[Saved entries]
____________________
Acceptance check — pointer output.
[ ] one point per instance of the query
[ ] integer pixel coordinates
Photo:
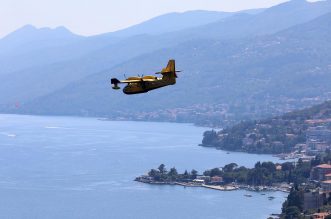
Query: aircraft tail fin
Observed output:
(114, 82)
(171, 68)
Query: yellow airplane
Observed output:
(137, 85)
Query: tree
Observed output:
(230, 167)
(292, 212)
(194, 174)
(162, 169)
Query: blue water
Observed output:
(67, 167)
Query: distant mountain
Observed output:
(249, 73)
(177, 21)
(232, 61)
(269, 21)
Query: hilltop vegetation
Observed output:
(233, 70)
(275, 135)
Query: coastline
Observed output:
(227, 187)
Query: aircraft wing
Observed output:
(130, 81)
(136, 80)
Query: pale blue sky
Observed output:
(89, 17)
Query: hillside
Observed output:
(275, 135)
(235, 80)
(230, 71)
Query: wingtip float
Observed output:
(137, 85)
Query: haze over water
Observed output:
(68, 167)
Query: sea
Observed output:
(72, 167)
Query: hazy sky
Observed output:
(87, 17)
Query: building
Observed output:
(326, 185)
(318, 173)
(312, 200)
(318, 138)
(321, 215)
(205, 178)
(216, 180)
(199, 181)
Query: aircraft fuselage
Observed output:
(145, 86)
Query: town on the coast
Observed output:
(301, 139)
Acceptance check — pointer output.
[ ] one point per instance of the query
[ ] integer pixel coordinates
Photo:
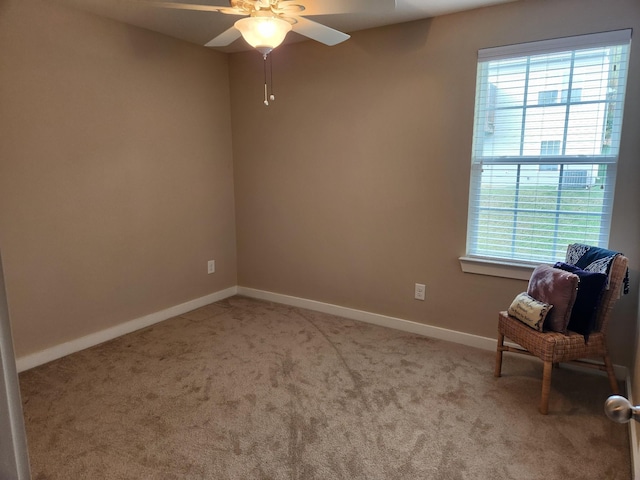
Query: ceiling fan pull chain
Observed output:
(272, 96)
(266, 100)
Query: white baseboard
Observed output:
(39, 358)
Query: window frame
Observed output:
(514, 267)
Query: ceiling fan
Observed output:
(267, 22)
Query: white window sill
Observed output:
(497, 268)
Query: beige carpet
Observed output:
(245, 389)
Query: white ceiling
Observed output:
(200, 26)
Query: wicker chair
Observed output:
(553, 347)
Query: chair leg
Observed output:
(498, 370)
(546, 387)
(612, 376)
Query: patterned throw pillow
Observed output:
(558, 288)
(528, 310)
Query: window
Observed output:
(547, 97)
(543, 175)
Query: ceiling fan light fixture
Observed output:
(264, 33)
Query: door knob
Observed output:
(620, 410)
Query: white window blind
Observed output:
(548, 119)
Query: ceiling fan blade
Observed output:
(225, 38)
(193, 6)
(319, 32)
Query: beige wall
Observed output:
(353, 185)
(116, 179)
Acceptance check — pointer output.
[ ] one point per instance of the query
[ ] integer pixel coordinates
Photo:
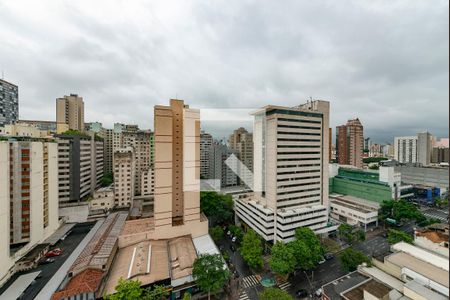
____________________
__Exercise__: Would you copy all of the data exactly? Keep the pictures out of it.

__Task result__:
Acceptance check — pointer output.
[ ] one point per instance of the query
[ ] integer pixel coordinates
Photo:
Query: aircraft tail fin
Observed output:
(114, 82)
(171, 68)
Query: yellow airplane
Observed output:
(137, 85)
Query: tree
Observed output:
(230, 167)
(292, 212)
(194, 174)
(162, 169)
Query: blue water
Observed output:
(67, 167)
Query: distant mountain
Observed output:
(249, 73)
(177, 21)
(232, 61)
(269, 21)
Query: hilltop vegetation
Observed output:
(233, 70)
(275, 135)
Query: coastline
Observed output:
(227, 187)
Query: aircraft wing
Observed output:
(130, 81)
(136, 80)
Query: pale blue sky
Observed output:
(89, 17)
Query: hillside
Observed output:
(275, 135)
(235, 80)
(230, 71)
Query: wingtip float
Observed output:
(137, 85)
Query: haze over water
Observed output:
(68, 167)
Query: sea
Observed output:
(72, 167)
Query: hazy sky
Observed output:
(87, 17)
Query: building
Observed output:
(326, 185)
(318, 173)
(312, 200)
(318, 138)
(321, 215)
(205, 178)
(216, 180)
(199, 181)
Query: aircraft fuselage
Observed output:
(145, 86)
Query: town on the coast
Observed output:
(301, 139)
Acceptance check — pointer output.
[ ] one point per instance of the query
[ ] integer pixel coordinates
Photo:
Query: ceiling fan pull chain
Observed output:
(272, 96)
(266, 100)
Query: white baseboard
Observed output:
(39, 358)
Query: window frame
Observed output:
(514, 267)
Query: ceiling fan
Observed output:
(267, 22)
Query: white window sill
Observed output:
(497, 268)
Query: beige carpet
Observed output:
(245, 389)
Query: white ceiling
Observed output:
(200, 26)
Query: wicker chair
Observed output:
(553, 347)
Query: chair leg
Observed output:
(498, 370)
(546, 387)
(612, 376)
Query: patterned throw pillow
Observed output:
(558, 288)
(528, 310)
Query: window
Observed output:
(547, 97)
(543, 175)
Query: ceiling fan light fixture
Observed output:
(264, 33)
Query: door knob
Observed output:
(620, 410)
Query: white window blind
Observed output:
(548, 119)
Query: ceiling fan blade
Observed output:
(225, 38)
(193, 6)
(319, 32)
Query: beige wall
Observed output:
(353, 185)
(116, 179)
Acceptance check — pointer output.
[ ] one point per instance of the query
[ ] integer pixel coordinates
Photo:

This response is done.